課題のねらい A
この抜粋について、次の問いに答えること。
(i) 控訴人の資本金はいくらか。
(ii) 本裁判例は何から引用されたか。
(iii) 被控訴人の商号変更前の商号は何か。
課題のねらい B
この抜粋の「控訴人・株式会社高木(原告)」から「たため控訴したのが本件です。」までをすべて書き出し、その中の「株式会社TASAKI」を「田崎真珠株式会社」に差し替えること。

抜粋
不正競争防止法2条1項1号の裁判例をよむ

個人的興味からのランダムピックアップ裁判例 その75

 本日は、長らく使用許諾関係にあった当事者の紛争事例を見ていきます。

 本裁判例は、LEX/DB(文献番号25445861)より引用。形式的な修正追加あり(「」等で明示ない箇所もあります)。

 

  知財高判平25・9・5〔商品(田崎真珠)販売差止請求権不存在確認請求・控訴審〕平25(ネ)10021

控訴人・株式会社高木(原告)
被控訴人・株式会社TASAKI(被告)

 

■事案の概要等 

 本件は、控訴人(原告)が、指定商品に控訴人商品を含む商標権を有する被控訴人(被告)との間で被控訴人商品の売買取引をしていたが被控訴人が控訴人店舗壁面等に掲示されていた標章の掲示の中止を要求するとともに被控訴人商品付属品の供給を中止したことから、商標権又は不正競争防止法のいずれに基づいても被控訴人が控訴人に対して差止請求権を有しないことの確認を求めるとともに、債務不履行に基づく損害賠償を求めた事案です。原審は,①被控訴人は控訴人に対して上記控訴の趣旨第2項及び第3項に係るものと同旨の差止請求権をいずれも有する,②被控訴人に上記基本契約の債務不履行はないとしたため控訴したのが本件です。

 

◆前提となる事実

(1)当事者

・控訴人(昭和51年10月設立。資本金1000万円。)は、各種アクセサリー製造及び販売並びに貴金属の加工及び販売等を目的とする。

・被控訴人(昭和34年12月設立。資本金1億円。(平成22年2月26日201憶6494万8855円から75億円に減資し、さらに平静24年3月1日減資。)平成24年2月1日「田崎真珠株式会社」から商号変更。)は、宝石及び貴金属の輸入,加工,販売に関する業務等を目的とする。

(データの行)
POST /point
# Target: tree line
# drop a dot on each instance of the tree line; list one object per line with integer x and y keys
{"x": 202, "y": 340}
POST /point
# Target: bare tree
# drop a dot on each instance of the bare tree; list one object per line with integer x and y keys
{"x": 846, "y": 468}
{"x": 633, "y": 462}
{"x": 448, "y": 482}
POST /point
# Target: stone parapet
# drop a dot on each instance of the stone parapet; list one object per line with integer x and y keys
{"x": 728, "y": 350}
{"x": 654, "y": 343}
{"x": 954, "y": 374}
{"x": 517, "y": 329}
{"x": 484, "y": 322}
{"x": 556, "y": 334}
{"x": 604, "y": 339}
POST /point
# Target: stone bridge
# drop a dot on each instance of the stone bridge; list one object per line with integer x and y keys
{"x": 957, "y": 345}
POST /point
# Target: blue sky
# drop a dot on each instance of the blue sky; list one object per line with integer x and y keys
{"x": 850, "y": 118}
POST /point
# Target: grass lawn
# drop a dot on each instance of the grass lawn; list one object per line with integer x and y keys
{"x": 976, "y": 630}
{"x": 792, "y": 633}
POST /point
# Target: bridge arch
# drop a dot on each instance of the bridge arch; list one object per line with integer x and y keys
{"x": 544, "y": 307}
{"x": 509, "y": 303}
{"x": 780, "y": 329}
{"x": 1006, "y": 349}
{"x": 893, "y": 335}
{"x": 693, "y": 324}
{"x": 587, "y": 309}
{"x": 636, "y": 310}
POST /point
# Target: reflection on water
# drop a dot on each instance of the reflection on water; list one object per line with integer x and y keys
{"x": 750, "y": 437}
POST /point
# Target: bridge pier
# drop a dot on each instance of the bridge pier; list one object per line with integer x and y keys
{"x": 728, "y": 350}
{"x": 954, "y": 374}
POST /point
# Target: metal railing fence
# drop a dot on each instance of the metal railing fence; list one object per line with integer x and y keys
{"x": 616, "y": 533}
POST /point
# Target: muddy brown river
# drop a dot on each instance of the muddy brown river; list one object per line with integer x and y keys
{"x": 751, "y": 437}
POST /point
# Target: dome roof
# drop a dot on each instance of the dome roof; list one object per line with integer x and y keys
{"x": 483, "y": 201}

解答結果 A
(i) 1000万円
(ii) LEX/DB(文献番号25445861)
(iii) 田崎真珠株式会社

解答結果 B
控訴人・株式会社高木(原告)
被控訴人・田崎真珠株式会社(被告)

 

■事案の概要等 

 本件は、控訴人(原告)が、指定商品に控訴人商品を含む商標権を有する被控訴人(被告)との間で被控訴人商品の売買取引をしていたが被控訴人が控訴人店舗壁面等に掲示されていた標章の掲示の中止を要求するとともに被控訴人商品付属品の供給を中止したことから、商標権又は不正競争防止法のいずれに基づいても被控訴人が控訴人に対して差止請求権を有しないことの確認を求めるとともに、債務不履行に基づく損害賠償を求めた事案です。原審は,①被控訴人は控訴人に対して上記控訴の趣旨第2項及び第3項に係るものと同旨の差止請求権をいずれも有する,②被控訴人に上記基本契約の債務不履行はないとしたため控訴したのが本件です。